#### Exercise set:
a) Reproduce the book review word for word, from "I’m always been" to "to develop them.".
b) According to the book review, into which three categories does a practicing Stoic sort the elements of his life?

Book Review: “A guide to the good life”

I forget where and when I first heard about this book. It might be through the “Tim Ferriss Show” or it could have been a recommendation from my brother. Whatever or whomever the source, all I can say is that this book is definitively worth reading.

“A guide to the good life” talks about everything surrounding Stoicism. It discusses its history; from its Greek origin to its Roman adoption. It goes over its major “influencers”; Musonius, Seneca, Marcus Aurelius amongst others. Mainly though, it’s a practical guide as to how best apply Stoicism in modern times…

“A guide to the good life” goes over various Stoic techniques to improve your “tranquility”. Examples include:

  • Negative visualization
  • Practiced poverty
  • Dealing with insults
  • Daily meditation
  • etc.

I’m always been wary of books on philosophy. I usually find them too “meta” for me. This one though is highly practical. Reading it will, in the worst case, educate you about a popular approach to view the world. In the best case though, it might change your life for the better.

The book is filled with tons of interesting ideas. I took many notes and will only reprint a portion of those here. Get the book, it’s worth it.

  • Many ancient Greek and Roman philosophers, for example, not only thought philosophies of life were worth contemplating but thought the raison d’être of philosophy was to develop them.
  • The Stoic philosophy of life may be old, but it merits the attention of any modern individual who wishes to have a life that is both meaningful and fulfilling—who wishes, that is, to have a good life.
  • The Stoics realized that a life plagued with negative emotions—including anger, anxiety, fear, grief, and envy—will not be a good life.
  • Stoic tranquility was a psychological state marked by the absence of negative emotions, such as grief, anger, and anxiety, and the presence of positive emotions, such as joy.
  • We, humans, are unhappy in large part because we are insatiable; after working hard to get what we want, we routinely lose interest in the object of our desire. Rather than feeling satisfied, we feel a bit bored, and in response to this boredom, we go on to form new, even grander desires.
  • One key to happiness, then, is to forestall the adaptation process: We need to take steps to prevent ourselves from taking for granted, once we get them, the things we worked so hard to get.
  • Negative visualization, in other words, teaches us to embrace whatever life we happen to be living and to extract every bit of delight we can from it. But it simultaneously teaches us to prepare ourselves for changes that will deprive us of the things that delight us. It teaches us, in other words, to enjoy what we have without clinging to it.
  • A practicing Stoic will keep the trichotomy of control firmly in mind as he goes about his daily affairs. He will perform a kind of triage in which he sorts the elements of his life into three categories: those over which he has complete control, those over which he has no control at all, and those over which he has some but not complete control.
  • In particular, instead of merely thinking about what it would be like to lose our wealth, we should periodically “practice poverty”: We should, that is, content ourselves with “the scantiest and cheapest fare” and with “coarse and rough dress.”
  • TO HELP US ADVANCE our practice of Stoicism, Seneca advises that we periodically meditate on the events of daily living, how we responded to these events, and how, in accordance with Stoic principles, we should have responded to them.

#### Rows of box annotation data:
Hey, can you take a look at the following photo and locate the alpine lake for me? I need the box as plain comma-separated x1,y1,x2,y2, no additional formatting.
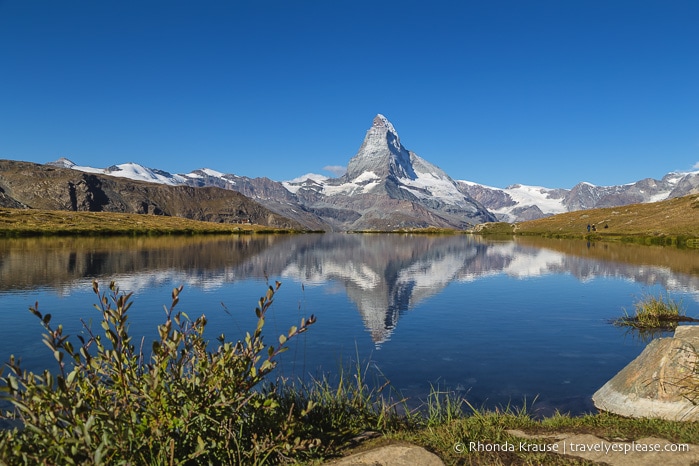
0,233,699,415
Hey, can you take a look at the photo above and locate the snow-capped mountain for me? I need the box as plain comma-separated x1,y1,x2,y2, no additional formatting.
283,114,495,230
43,114,699,230
458,171,699,222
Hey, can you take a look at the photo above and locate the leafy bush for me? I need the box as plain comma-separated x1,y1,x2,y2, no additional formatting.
0,281,319,465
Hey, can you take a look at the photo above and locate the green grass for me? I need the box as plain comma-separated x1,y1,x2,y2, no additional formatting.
0,208,308,238
471,194,699,248
0,282,699,465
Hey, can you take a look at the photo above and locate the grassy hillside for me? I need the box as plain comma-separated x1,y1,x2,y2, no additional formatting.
0,208,306,237
474,194,699,247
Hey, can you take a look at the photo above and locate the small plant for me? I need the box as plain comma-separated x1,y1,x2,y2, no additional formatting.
0,281,318,465
614,294,695,330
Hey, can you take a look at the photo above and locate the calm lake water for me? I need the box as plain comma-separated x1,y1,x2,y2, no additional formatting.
0,234,699,414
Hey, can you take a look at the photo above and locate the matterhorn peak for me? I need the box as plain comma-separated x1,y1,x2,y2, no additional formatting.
372,113,398,137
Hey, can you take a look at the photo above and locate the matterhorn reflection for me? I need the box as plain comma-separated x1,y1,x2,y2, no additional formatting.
0,233,699,345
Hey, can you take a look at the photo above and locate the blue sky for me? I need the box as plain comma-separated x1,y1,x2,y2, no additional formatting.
0,0,699,188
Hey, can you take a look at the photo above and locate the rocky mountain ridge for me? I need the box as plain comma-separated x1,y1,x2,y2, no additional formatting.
8,114,699,231
0,160,305,229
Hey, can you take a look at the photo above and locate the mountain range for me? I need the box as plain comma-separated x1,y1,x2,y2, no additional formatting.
0,114,699,231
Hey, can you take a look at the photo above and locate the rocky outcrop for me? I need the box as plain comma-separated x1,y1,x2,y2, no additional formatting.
325,443,444,466
592,326,699,421
0,160,304,229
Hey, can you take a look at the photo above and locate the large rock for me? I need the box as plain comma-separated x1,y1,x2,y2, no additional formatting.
326,443,444,466
592,326,699,421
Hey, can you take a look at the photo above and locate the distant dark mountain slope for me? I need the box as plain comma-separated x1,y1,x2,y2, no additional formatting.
0,160,304,229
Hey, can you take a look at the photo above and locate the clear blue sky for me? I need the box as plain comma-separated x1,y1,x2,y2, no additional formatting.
0,0,699,188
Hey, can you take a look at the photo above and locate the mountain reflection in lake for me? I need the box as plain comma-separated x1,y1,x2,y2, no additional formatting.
0,234,699,414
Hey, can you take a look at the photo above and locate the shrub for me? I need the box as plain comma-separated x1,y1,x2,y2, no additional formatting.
0,281,318,465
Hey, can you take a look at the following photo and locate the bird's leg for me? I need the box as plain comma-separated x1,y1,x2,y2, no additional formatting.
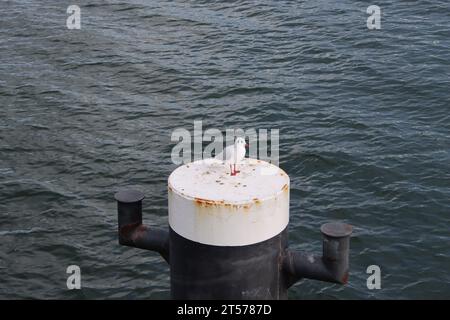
230,164,236,176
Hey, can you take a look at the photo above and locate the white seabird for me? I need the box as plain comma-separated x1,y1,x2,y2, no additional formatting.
215,138,248,176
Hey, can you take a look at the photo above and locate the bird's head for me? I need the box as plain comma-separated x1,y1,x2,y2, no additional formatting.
234,138,248,148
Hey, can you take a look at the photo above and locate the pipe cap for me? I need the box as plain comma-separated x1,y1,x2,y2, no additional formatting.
114,190,145,203
320,222,353,238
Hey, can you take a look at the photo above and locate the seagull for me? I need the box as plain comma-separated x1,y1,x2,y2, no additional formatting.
215,138,248,176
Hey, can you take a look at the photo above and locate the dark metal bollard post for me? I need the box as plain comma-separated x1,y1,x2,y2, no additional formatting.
115,159,352,299
114,190,169,262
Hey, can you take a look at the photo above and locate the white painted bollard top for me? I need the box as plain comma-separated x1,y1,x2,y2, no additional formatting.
168,158,289,246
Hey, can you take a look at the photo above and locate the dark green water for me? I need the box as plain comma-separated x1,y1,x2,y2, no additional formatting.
0,0,450,299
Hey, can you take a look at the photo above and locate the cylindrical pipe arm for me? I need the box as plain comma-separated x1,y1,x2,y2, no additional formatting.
114,190,169,263
283,223,352,287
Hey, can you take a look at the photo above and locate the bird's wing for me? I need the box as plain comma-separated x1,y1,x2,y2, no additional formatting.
215,146,234,161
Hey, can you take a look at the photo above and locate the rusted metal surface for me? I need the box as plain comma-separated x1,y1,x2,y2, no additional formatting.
168,158,290,246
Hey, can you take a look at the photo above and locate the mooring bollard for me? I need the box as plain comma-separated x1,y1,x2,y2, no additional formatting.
115,159,352,299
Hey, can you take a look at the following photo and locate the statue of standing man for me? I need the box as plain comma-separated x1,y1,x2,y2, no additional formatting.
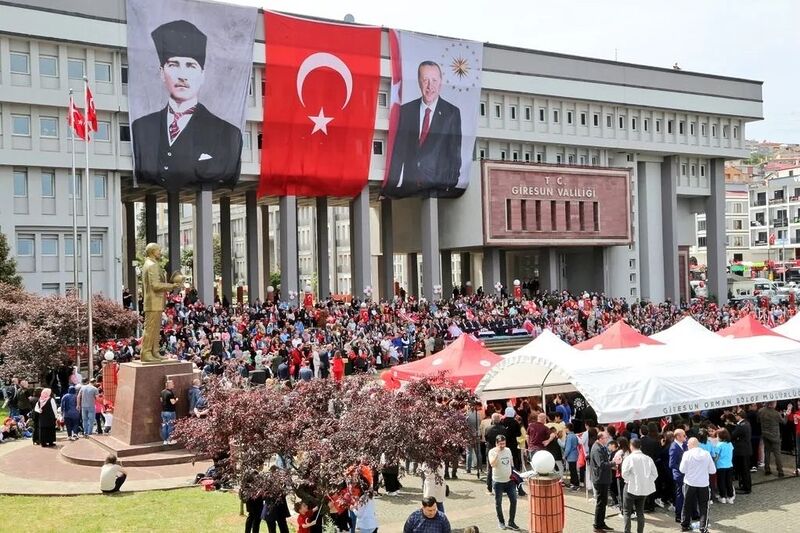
141,242,183,363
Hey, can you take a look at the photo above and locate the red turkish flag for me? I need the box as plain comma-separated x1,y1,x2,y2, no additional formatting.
67,96,86,139
258,12,381,197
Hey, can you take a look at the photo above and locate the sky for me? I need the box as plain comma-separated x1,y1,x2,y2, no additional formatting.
228,0,800,143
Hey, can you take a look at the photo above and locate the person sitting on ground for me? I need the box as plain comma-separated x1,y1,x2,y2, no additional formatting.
100,453,128,494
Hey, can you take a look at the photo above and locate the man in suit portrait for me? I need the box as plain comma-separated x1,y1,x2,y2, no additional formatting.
384,61,461,197
132,20,242,190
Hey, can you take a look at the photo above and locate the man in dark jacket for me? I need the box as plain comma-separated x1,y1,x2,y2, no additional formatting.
589,431,612,533
731,410,753,494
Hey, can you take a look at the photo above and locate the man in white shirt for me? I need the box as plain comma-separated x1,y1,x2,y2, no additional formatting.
680,437,717,533
622,439,658,533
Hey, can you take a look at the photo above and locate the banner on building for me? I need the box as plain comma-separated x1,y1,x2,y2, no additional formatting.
127,0,258,190
258,12,381,197
383,30,483,198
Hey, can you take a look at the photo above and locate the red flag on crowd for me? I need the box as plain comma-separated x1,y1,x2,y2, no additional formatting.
258,12,381,197
86,84,97,132
67,95,86,139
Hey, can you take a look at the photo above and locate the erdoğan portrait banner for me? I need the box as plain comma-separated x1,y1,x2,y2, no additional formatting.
382,30,483,198
258,12,381,197
126,0,258,191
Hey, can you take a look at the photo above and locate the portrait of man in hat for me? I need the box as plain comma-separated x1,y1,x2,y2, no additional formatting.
132,20,242,190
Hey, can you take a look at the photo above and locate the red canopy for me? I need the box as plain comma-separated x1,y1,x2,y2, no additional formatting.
717,313,788,339
392,334,503,390
575,320,663,350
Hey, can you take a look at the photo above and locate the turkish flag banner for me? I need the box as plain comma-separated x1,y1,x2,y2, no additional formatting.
258,12,381,197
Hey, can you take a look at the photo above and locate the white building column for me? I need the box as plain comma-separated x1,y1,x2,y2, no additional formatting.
660,156,680,303
194,185,214,305
706,159,728,303
637,162,665,302
278,196,300,302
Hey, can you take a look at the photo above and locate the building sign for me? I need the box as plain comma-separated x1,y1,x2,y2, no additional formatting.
483,161,631,246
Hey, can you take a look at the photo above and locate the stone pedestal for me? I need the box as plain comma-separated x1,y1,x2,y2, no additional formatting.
111,361,194,446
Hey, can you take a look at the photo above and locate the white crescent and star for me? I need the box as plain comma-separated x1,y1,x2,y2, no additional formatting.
297,52,353,135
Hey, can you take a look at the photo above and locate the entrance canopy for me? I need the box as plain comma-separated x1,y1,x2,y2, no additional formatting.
392,334,502,390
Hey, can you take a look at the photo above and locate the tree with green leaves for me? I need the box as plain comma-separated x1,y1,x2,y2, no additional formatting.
0,229,22,288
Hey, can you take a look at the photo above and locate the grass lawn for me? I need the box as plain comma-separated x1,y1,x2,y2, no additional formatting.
0,487,266,533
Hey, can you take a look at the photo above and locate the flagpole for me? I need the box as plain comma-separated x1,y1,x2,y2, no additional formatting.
83,76,94,379
68,89,81,373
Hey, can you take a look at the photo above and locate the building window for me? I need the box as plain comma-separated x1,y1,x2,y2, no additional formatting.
94,122,111,142
42,170,56,198
94,174,108,200
11,115,31,137
42,235,58,257
17,235,35,257
39,56,58,78
14,169,28,198
67,58,86,80
94,61,111,83
10,52,31,74
91,235,103,257
39,117,58,139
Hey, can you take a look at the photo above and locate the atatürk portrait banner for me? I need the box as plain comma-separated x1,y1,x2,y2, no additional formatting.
127,0,258,191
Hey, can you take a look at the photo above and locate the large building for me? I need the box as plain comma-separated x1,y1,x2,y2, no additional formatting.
0,0,762,301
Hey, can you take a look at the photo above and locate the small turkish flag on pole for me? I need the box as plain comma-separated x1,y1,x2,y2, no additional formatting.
67,95,86,140
86,83,97,131
258,12,381,197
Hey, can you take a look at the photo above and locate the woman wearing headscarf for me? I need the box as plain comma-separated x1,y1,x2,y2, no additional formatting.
33,388,58,448
61,385,81,440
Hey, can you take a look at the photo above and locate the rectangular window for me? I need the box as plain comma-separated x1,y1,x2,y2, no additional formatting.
14,169,28,198
94,174,108,200
17,235,35,257
94,122,111,142
67,59,86,80
42,235,58,257
10,52,31,74
91,235,103,257
39,117,58,139
11,115,31,137
39,56,58,78
42,170,56,198
94,61,111,83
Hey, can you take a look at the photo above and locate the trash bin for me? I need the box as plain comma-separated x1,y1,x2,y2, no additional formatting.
528,476,565,533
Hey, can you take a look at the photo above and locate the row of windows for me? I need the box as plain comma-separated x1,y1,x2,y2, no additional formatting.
9,52,115,83
480,102,739,139
11,113,119,142
17,233,103,257
14,168,108,200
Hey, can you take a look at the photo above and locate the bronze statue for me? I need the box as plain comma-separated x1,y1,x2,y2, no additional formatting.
141,242,183,363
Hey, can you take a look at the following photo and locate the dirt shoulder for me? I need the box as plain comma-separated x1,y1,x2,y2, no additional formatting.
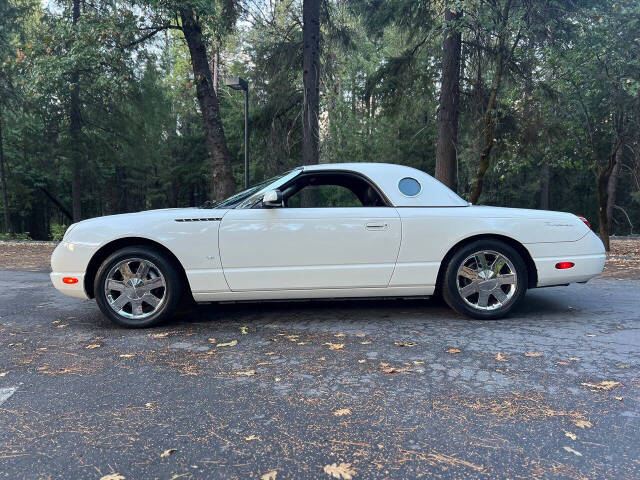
0,238,640,280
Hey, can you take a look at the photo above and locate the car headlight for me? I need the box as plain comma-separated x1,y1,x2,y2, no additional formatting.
62,222,78,241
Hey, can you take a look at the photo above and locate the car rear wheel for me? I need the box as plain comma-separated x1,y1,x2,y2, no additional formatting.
442,239,527,320
94,247,183,328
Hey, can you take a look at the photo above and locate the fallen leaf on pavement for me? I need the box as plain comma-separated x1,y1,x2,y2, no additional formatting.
394,342,417,347
381,364,408,373
324,463,356,480
580,380,620,390
160,448,177,458
562,447,582,457
333,408,351,417
573,420,593,428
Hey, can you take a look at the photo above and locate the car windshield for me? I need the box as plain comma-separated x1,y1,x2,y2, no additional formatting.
201,170,300,208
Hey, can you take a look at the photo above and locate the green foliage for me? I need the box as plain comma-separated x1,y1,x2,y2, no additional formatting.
0,232,31,242
51,223,68,242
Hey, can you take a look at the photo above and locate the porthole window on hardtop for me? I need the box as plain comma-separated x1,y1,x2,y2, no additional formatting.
398,177,422,197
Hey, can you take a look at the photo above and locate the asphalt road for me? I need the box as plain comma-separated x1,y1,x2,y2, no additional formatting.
0,271,640,480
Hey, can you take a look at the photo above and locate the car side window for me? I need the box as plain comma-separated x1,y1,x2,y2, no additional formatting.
287,185,363,208
283,172,386,208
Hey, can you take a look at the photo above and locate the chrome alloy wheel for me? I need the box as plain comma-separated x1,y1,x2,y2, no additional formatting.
104,258,167,320
456,250,518,310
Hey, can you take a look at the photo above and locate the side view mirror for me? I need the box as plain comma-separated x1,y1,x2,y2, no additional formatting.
262,190,282,208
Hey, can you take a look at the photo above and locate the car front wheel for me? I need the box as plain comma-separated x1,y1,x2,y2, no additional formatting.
94,247,182,328
442,240,527,320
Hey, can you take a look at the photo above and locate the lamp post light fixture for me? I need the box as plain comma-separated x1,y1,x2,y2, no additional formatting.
226,77,249,188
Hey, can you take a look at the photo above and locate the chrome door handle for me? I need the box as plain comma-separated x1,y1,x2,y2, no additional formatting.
365,222,389,230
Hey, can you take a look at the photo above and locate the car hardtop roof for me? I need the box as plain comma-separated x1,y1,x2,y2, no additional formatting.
299,162,469,207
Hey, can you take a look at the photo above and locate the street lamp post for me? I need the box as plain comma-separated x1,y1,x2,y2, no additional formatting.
226,77,249,188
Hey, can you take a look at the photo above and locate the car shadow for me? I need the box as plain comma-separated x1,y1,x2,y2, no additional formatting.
170,291,569,325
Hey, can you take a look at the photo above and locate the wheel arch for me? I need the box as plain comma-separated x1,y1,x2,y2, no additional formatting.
84,237,191,298
436,233,538,289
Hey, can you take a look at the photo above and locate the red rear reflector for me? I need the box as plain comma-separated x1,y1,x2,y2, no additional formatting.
576,215,591,228
556,262,575,270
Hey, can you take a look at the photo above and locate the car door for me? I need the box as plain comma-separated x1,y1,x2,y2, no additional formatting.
219,174,401,291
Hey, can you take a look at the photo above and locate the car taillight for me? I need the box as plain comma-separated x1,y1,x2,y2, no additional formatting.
556,262,575,270
576,215,591,228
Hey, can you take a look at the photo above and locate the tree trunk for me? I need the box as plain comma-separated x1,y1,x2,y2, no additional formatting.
211,42,220,95
69,0,82,222
180,8,235,200
540,161,551,210
596,141,621,252
607,138,624,234
302,0,320,165
436,8,462,192
470,0,511,203
0,112,11,233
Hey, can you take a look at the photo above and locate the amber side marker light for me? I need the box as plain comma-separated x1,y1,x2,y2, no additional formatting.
556,262,575,270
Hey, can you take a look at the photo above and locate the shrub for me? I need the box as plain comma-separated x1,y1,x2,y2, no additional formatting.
51,223,67,242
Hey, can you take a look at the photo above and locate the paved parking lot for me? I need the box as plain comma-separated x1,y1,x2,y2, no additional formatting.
0,270,640,480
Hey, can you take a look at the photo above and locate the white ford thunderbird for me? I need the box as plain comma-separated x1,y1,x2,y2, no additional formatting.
51,163,605,327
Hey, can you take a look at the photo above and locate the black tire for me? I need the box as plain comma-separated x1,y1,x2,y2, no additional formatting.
442,239,528,320
93,246,184,328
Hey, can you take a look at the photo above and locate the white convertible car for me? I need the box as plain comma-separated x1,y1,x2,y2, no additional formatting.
51,163,605,327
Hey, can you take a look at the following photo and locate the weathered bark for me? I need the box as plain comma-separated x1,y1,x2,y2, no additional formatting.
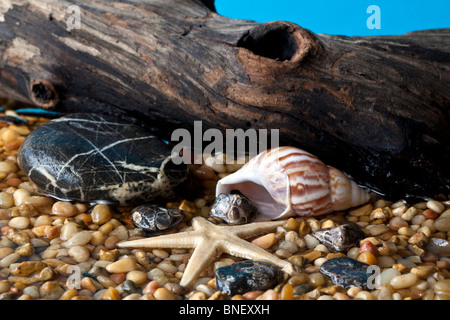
0,0,450,197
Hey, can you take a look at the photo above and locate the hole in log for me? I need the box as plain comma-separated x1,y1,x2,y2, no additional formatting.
30,80,58,108
237,24,298,61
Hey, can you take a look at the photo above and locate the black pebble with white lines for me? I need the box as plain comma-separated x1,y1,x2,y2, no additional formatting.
18,114,187,205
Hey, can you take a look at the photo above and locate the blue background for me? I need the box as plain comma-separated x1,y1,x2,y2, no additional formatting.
215,0,450,36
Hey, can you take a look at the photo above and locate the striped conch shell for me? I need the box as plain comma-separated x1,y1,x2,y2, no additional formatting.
216,147,370,221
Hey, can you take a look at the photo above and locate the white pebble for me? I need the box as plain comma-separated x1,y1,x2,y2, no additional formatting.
390,273,417,289
379,268,402,286
68,246,89,262
13,189,31,206
66,230,92,248
8,217,30,230
304,234,320,249
60,222,78,241
427,200,445,213
0,252,20,268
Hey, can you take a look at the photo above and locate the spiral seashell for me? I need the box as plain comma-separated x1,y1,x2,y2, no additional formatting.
216,147,370,221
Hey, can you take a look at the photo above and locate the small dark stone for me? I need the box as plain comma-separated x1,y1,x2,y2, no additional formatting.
320,257,371,289
293,283,314,296
122,280,141,294
427,238,450,257
216,260,283,296
311,224,367,252
18,114,188,205
131,205,184,234
210,193,259,224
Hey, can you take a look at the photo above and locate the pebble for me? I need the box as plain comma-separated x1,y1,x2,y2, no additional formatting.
215,260,283,296
66,230,92,248
52,201,79,218
153,287,176,300
68,246,90,262
434,279,450,294
39,281,65,300
91,204,111,225
102,287,120,300
106,258,137,273
426,238,450,257
427,200,445,213
312,224,367,252
320,257,369,289
8,217,30,230
390,273,417,289
434,218,450,232
252,233,276,249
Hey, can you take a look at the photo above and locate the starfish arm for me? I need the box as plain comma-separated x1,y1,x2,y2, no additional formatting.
117,231,200,248
180,240,220,287
225,221,286,238
222,237,291,270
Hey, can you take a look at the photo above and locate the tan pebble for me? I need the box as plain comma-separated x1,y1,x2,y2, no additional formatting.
321,220,336,229
347,287,362,298
349,203,373,217
60,222,78,240
59,289,78,300
187,291,208,300
308,272,326,287
91,231,107,246
0,160,19,173
11,261,47,276
152,249,169,259
427,200,445,213
126,270,147,285
8,217,30,229
91,204,111,225
0,191,14,209
369,224,389,236
80,277,97,293
106,258,137,273
65,230,92,248
142,280,161,294
16,242,35,257
390,273,417,289
34,214,53,227
252,233,276,249
354,291,375,300
0,247,14,259
258,289,278,300
68,246,90,263
402,207,420,221
102,287,120,300
153,288,177,300
39,281,64,299
52,201,79,218
301,250,323,262
298,221,311,237
333,292,351,300
389,217,408,231
13,189,31,206
433,279,450,294
434,217,450,232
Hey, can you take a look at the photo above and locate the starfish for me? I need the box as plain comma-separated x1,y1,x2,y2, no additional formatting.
117,217,294,287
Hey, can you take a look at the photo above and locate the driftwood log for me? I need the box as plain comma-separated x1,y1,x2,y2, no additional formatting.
0,0,450,197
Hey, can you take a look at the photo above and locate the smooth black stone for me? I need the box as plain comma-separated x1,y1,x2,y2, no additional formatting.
216,260,283,296
18,114,187,205
131,204,185,234
311,224,367,252
320,257,371,289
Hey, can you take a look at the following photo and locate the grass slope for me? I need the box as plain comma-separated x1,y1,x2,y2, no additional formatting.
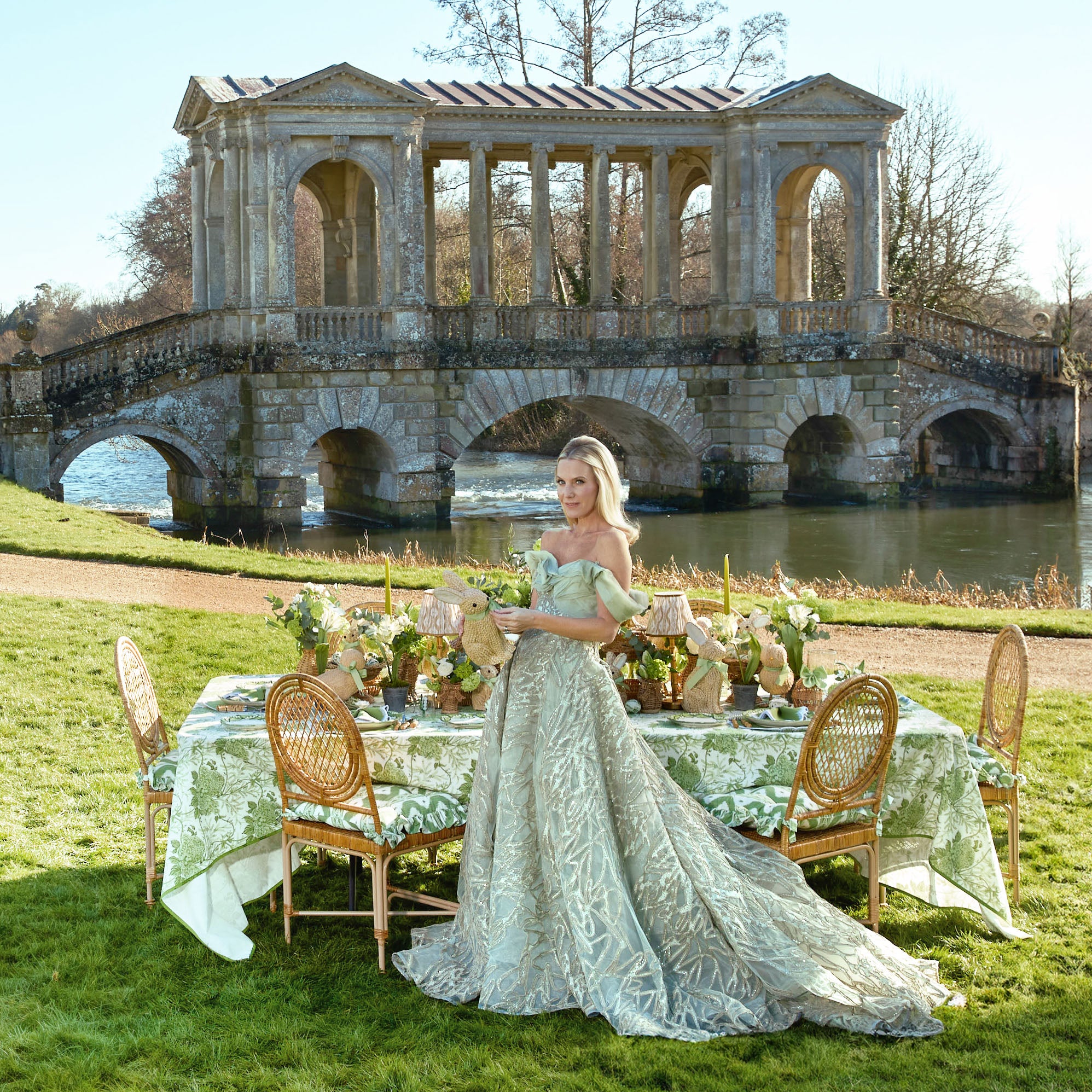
0,478,1092,637
0,595,1092,1092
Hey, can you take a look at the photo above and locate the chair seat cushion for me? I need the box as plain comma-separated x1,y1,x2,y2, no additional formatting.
137,747,178,793
966,736,1027,788
694,785,873,842
285,784,466,845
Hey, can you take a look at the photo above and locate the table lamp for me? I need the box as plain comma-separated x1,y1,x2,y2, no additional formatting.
644,592,693,707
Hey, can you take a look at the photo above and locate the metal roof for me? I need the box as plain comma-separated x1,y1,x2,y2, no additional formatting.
194,75,747,114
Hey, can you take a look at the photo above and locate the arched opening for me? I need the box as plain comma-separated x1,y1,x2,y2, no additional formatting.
914,410,1022,489
776,164,855,303
205,159,226,310
785,414,867,501
303,428,402,522
294,159,382,307
672,173,712,307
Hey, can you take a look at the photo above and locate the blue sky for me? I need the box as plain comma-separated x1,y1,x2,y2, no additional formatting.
0,0,1092,306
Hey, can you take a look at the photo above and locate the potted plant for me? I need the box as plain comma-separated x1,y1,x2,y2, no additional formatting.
354,603,425,713
731,608,770,712
766,580,830,678
265,583,350,675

#### Final answers:
a)
I’m always been wary of books on philosophy. I usually find them too “meta” for me. This one though is highly practical. Reading it will, in the worst case, educate you about a popular approach to view the world. In the best case though, it might change your life for the better.

The book is filled with tons of interesting ideas. I took many notes and will only reprint a portion of those here. Get the book, it’s worth it.

  • Many ancient Greek and Roman philosophers, for example, not only thought philosophies of life were worth contemplating but thought the raison d’être of philosophy was to develop them.

b) Those over which he has complete control, those over which he has no control at all, and those over which he has some but not complete control.